> **Text**
Background: Meta-analysis typically estimates a quantity that differs from the implicitly intended estimand; typically, standard approaches estimate the average effect of a treatment for a population of imperfect studies, rather than the true scientific effect that would be measured in a population of hypothetical perfect studies. We advocate for an alternative approach, called response-surface meta-analysis, which models the relationship between study design quality and effect size in order to estimate the effect in the hypothetical ideal study.
Objectives: We demonstrate how we can extend meta-regression to perform response-surface meta-analysis, as well as how resulting estimates can differ from estimates obtained by traditional methods.
Methods: We perform a response-surface meta-analysis by performing a meta-regression with design quality as a covariate and reporting the predicted mean and confidence interval at the ideal design quality. We apply this approach to a simulation study with a known true effect, as well as an empirical example published in the Cochrane Library. Using a univariate measure of design quality in the synthetic example and risk of bias as a proxy for quality in the empirical example, we compare estimates from response-surface meta-analysis with those of traditional approaches.

> **Apply what you read**
(1) In the meta-analysis text, what serves as a proxy for quality in the empirical example?
(2) Continue the text on response-surface meta-analysis from where it stops.

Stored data
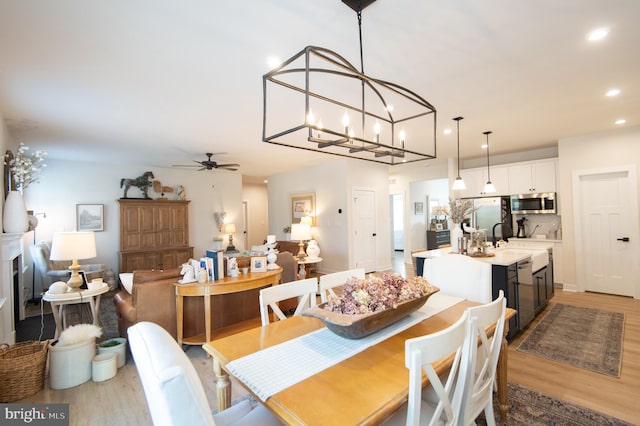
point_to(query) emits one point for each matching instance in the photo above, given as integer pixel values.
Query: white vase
(455, 233)
(313, 251)
(15, 218)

> **Numbered responses**
(1) Risk of bias serves as the proxy for quality in the empirical example.

(2)
Results: In the simulation study, response-surface meta-analysis usually covers the true effect within one standard error. In contrast, we obtain overly biased results from traditional fixed-effects and random effects meta-analyses. In the empirical study, although the original analysis favors the intervention, response-surface meta-analysis does not provide strong evidence for the superiority of the intervention.
Conclusions: Response-surface meta-analysis reframes meta-analysis as an endeavor to estimate the true scientific effect that would be measured under a perfect study, rather than to summarize the existing population of imperfect studies. More work is needed to standardize the response-surface approach, such as determining a rating system for design quality. We hope this work will help to encourage clarity on the causal estimand of interest in meta-analysis. Patient, public, and/or healthcare consumer involvement: N/A.